◆ Required action: Write the data out again exactly and in full.

◆ Data to examine:
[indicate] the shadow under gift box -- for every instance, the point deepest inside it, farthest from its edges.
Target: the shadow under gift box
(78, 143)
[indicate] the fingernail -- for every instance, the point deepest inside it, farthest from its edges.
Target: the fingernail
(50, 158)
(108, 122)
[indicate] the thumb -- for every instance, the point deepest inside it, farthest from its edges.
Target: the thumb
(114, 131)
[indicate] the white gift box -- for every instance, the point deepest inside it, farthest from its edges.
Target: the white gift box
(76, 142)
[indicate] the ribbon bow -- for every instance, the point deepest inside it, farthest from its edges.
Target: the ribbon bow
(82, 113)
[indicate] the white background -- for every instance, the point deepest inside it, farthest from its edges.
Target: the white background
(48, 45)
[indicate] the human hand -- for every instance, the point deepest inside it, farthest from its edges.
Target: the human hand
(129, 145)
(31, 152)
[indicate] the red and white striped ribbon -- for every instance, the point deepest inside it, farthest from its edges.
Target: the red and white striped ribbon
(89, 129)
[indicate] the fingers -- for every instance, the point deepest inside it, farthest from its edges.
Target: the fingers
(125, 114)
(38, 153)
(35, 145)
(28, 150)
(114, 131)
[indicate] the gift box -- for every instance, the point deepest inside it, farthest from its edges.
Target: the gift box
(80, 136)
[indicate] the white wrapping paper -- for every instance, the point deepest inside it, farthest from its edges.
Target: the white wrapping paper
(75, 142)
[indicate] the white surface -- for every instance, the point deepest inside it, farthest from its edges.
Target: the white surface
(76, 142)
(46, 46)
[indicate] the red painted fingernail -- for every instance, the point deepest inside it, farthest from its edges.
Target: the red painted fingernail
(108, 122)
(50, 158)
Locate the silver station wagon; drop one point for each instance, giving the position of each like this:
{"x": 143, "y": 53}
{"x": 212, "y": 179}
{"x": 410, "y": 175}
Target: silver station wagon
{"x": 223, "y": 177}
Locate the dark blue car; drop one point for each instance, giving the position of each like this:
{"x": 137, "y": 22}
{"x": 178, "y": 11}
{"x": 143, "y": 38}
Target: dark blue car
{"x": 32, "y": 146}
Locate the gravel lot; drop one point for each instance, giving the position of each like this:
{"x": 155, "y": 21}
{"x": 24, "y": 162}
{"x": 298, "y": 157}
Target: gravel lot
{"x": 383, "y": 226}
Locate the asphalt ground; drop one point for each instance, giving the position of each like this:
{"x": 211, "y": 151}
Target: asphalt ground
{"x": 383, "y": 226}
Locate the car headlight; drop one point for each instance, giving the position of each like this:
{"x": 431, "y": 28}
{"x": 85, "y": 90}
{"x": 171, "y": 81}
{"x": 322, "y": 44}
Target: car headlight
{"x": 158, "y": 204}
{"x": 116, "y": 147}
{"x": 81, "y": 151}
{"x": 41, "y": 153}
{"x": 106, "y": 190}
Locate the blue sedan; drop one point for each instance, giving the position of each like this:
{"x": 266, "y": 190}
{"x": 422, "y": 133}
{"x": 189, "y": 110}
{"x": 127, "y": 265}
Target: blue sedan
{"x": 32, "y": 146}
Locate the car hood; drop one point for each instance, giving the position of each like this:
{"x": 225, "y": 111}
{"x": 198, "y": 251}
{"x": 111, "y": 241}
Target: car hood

◆ Exercise output:
[indicate] the shadow under gift box -- for every instance, the point deepest inside it, farthest from its edges.
Target: the shadow under gift box
(78, 143)
[indicate] the fingernail -- for every instance, the point deepest inside it, farthest from its edges.
Target: the fingernail
(50, 158)
(108, 122)
[indicate] the thumb -- for every instance, the point deepest inside it, farthest from its edges.
Target: the thumb
(114, 131)
[indicate] the white gift box -- for every instance, the point deepest inside it, farthest from its edges.
Target: the white gift box
(76, 142)
[indicate] the ribbon bow -- for every instance, the point deepest inside it, farthest from its edges.
Target: the ribbon bow
(82, 113)
[indicate] the white background -- for every instance, the point deepest inside it, farthest from its edges.
Target: the white background
(48, 45)
[indicate] the human hand -- for every instance, the point deepest inside it, farthest from its edges.
Target: the human hand
(129, 145)
(31, 152)
[indicate] the red and white striped ribbon -- for every instance, the point deepest inside it, farthest from its edges.
Target: the red and white striped ribbon
(89, 129)
[indicate] the fingers -- for every instance, the point deepest inside it, farthest from its edges.
Target: the fingers
(125, 114)
(38, 153)
(35, 145)
(28, 150)
(114, 131)
[indicate] the gift box -- for every instance, the point deepest inside it, farthest from its edges.
Target: the gift box
(80, 136)
[indicate] the white wrapping paper -- for every instance, the point deepest inside it, farthest from its edges.
Target: the white wrapping paper
(75, 142)
[indicate] the white surface -- for every instance, the point deepest inside it, farthest from its edges.
Target: the white surface
(76, 142)
(46, 46)
[indicate] the red painted fingernail -- for every instance, the point deepest inside it, farthest from its edges.
Target: the red painted fingernail
(108, 122)
(50, 158)
Locate the silver station wagon; drop one point for each instance, giving the position of each like this:
{"x": 143, "y": 53}
{"x": 212, "y": 179}
{"x": 410, "y": 175}
Target: silver station wagon
{"x": 223, "y": 177}
Locate the dark blue car; drop one point for each instance, giving the position of each like this:
{"x": 137, "y": 22}
{"x": 178, "y": 11}
{"x": 143, "y": 38}
Target: dark blue car
{"x": 32, "y": 146}
Locate the gravel lot; drop one point for each instance, giving the position of each like this:
{"x": 155, "y": 21}
{"x": 24, "y": 162}
{"x": 298, "y": 157}
Target: gravel lot
{"x": 383, "y": 226}
Locate the asphalt ground; drop one point for each instance, giving the position of each like this:
{"x": 211, "y": 151}
Target: asphalt ground
{"x": 383, "y": 226}
Locate the car headlight; drop one point for each instance, giving the position of each like this:
{"x": 431, "y": 28}
{"x": 85, "y": 90}
{"x": 171, "y": 81}
{"x": 322, "y": 44}
Target: car headlight
{"x": 158, "y": 204}
{"x": 116, "y": 147}
{"x": 81, "y": 151}
{"x": 41, "y": 153}
{"x": 106, "y": 190}
Locate the blue sedan; drop one point for each instance, giving the position of each like this:
{"x": 266, "y": 190}
{"x": 422, "y": 133}
{"x": 189, "y": 110}
{"x": 127, "y": 265}
Target: blue sedan
{"x": 32, "y": 146}
Locate the car hood; drop one point for each instance, giving the position of each like this:
{"x": 225, "y": 111}
{"x": 198, "y": 251}
{"x": 111, "y": 241}
Target: car hood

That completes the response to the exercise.